>>>

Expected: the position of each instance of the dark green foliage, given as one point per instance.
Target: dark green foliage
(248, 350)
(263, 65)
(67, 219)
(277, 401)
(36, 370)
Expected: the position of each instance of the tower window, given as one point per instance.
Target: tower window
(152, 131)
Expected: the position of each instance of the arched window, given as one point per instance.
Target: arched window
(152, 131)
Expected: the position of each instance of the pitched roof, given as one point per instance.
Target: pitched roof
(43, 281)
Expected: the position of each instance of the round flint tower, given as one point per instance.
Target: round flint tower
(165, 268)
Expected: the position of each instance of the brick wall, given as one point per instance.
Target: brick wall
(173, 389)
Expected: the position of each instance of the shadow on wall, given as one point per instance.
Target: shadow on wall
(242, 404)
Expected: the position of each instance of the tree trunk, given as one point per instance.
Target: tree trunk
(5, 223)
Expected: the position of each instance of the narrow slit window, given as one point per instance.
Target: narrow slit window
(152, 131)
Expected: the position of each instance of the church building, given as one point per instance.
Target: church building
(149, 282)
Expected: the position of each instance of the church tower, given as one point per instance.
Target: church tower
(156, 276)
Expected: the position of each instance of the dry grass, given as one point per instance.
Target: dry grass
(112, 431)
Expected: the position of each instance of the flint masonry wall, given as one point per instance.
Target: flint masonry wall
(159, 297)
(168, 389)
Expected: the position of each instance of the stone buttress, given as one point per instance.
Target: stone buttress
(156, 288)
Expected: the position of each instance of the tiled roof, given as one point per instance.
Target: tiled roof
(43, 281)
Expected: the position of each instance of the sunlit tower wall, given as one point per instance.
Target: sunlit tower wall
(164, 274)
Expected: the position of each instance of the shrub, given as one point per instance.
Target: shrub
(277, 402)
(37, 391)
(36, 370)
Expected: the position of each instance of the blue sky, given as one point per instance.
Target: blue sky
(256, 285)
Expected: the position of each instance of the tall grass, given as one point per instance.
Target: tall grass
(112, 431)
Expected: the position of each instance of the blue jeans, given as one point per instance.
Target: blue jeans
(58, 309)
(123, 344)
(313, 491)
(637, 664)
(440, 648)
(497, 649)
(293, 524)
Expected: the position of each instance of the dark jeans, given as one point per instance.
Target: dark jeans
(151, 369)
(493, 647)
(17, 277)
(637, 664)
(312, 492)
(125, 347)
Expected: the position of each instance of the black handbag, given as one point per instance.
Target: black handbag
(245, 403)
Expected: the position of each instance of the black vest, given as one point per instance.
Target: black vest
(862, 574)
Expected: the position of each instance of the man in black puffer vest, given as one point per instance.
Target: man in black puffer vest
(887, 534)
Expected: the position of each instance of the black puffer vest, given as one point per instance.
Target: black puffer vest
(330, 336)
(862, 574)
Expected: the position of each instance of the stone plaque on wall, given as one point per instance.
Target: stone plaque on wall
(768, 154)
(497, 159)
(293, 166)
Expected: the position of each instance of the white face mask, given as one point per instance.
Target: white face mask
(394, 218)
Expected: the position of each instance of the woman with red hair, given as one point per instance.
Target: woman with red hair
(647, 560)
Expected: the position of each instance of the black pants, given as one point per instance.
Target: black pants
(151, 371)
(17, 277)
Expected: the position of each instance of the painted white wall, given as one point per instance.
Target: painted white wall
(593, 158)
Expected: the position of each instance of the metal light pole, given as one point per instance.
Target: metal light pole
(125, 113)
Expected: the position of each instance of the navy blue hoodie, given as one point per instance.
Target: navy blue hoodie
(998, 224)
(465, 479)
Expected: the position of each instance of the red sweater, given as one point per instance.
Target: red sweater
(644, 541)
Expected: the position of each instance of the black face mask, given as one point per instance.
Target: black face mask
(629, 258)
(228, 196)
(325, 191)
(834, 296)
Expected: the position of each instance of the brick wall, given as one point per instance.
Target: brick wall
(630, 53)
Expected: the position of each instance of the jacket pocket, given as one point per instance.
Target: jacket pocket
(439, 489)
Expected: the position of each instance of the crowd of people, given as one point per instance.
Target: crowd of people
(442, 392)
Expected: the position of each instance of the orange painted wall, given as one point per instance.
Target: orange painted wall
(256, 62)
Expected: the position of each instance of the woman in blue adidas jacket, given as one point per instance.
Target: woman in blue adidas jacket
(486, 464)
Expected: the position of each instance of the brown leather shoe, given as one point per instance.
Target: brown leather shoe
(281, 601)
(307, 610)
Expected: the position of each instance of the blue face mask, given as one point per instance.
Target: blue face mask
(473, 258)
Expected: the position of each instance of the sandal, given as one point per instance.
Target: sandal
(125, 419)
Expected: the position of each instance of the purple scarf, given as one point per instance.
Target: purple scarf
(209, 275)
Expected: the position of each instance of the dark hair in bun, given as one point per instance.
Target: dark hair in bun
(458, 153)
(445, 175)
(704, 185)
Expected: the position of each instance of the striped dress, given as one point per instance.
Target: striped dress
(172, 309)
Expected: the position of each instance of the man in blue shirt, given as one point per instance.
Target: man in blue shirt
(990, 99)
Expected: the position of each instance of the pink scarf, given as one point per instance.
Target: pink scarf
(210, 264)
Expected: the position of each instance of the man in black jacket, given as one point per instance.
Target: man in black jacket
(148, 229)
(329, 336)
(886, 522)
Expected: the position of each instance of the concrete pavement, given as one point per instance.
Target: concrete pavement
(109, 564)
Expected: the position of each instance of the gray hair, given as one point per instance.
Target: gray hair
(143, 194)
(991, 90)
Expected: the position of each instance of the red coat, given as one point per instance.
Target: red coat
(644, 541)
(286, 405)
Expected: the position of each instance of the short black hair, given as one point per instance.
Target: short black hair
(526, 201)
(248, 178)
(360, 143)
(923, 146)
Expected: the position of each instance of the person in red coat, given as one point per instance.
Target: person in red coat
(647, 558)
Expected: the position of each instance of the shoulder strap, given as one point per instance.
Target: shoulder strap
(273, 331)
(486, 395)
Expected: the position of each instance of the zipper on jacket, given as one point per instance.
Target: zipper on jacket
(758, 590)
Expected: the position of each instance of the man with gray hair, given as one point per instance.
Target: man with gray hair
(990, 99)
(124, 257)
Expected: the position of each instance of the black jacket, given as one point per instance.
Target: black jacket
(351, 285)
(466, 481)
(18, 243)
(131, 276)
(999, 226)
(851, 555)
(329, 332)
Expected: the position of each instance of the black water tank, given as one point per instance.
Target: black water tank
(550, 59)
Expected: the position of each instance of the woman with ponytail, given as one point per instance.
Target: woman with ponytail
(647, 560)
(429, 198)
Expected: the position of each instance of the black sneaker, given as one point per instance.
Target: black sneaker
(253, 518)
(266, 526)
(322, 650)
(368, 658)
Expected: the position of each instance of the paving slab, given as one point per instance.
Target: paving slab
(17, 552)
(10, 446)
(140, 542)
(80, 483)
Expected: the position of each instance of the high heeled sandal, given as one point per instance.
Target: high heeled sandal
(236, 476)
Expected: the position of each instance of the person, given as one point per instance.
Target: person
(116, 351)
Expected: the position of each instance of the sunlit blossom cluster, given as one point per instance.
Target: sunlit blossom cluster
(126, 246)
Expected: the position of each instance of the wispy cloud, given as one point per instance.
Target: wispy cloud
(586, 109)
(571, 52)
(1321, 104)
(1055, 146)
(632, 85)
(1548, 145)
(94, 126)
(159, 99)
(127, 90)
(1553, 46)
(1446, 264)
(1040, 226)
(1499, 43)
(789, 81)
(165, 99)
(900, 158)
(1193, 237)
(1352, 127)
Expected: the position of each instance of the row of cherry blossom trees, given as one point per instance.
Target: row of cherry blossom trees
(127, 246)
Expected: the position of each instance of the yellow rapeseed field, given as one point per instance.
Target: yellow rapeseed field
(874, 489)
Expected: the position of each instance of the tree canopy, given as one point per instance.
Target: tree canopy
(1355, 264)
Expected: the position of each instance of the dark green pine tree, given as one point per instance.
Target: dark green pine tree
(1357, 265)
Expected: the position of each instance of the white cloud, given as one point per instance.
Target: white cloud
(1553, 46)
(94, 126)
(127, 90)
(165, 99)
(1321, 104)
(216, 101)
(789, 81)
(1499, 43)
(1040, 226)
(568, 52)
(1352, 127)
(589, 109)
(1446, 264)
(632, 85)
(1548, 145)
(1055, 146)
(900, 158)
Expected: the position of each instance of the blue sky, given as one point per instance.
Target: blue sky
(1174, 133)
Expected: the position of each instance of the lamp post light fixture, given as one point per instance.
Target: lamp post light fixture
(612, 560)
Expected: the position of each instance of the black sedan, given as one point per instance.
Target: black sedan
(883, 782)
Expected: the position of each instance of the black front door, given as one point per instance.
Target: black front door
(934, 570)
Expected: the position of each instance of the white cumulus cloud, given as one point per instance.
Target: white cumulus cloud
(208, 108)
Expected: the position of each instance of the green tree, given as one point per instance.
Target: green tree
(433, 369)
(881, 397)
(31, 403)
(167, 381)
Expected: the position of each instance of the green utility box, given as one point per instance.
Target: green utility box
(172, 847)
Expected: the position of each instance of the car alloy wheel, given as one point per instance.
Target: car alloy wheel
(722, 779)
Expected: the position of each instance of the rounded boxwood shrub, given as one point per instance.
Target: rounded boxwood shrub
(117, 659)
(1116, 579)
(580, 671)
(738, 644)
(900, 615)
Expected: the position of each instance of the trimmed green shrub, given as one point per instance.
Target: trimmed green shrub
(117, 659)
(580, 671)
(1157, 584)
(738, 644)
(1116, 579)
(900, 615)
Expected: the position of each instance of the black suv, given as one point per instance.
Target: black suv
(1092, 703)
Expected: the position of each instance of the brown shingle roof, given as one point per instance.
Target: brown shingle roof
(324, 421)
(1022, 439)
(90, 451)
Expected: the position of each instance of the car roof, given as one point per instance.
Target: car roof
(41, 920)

<<<

## Problem requirements
Could you give again exactly the lines from the line containing "Expected: the position of each instance of the green tree, given" through the final line of the data above, and no others?

## Output of the task
Expected: the position of each instance of the green tree, given as one point per instance.
Target: green tree
(433, 369)
(881, 397)
(31, 403)
(167, 381)
Expected: the position of each instance of the green utility box, given as one point per instance.
Target: green utility box
(172, 847)
Expected: the position of each instance of the car alloy wheel, given as one point per instance.
Target: car alloy wheel
(722, 779)
Expected: the position of each instance of the rounded boxwood shrub, given as one point per instance.
Target: rounded boxwood shrub
(117, 659)
(1116, 579)
(580, 671)
(738, 644)
(900, 615)
Expected: the position of each instance of the trimmed green shrub, given as one point per instance.
Target: trimmed green shrub
(117, 659)
(580, 671)
(1157, 584)
(738, 644)
(1116, 579)
(900, 615)
Expected: the position of each instance of the black suv, given as one point per instance.
Target: black suv
(1092, 703)
Expected: the position of each instance of the brown shingle roof, given as one point per instance.
Target: brown shingle roof
(324, 421)
(1022, 439)
(90, 451)
Expected: the position of each instance of the car roof, given as one point per instance.
Target: car roof
(41, 920)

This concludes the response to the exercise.